▶ _EXERCISE GOAL_: Gather every line of the data below that contains the word "each".

══ SOURCE DATA ══

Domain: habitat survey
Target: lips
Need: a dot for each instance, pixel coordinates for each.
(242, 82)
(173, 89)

═══

▶ _RIGHT ANSWER_:
Need: a dot for each instance, pixel coordinates for each.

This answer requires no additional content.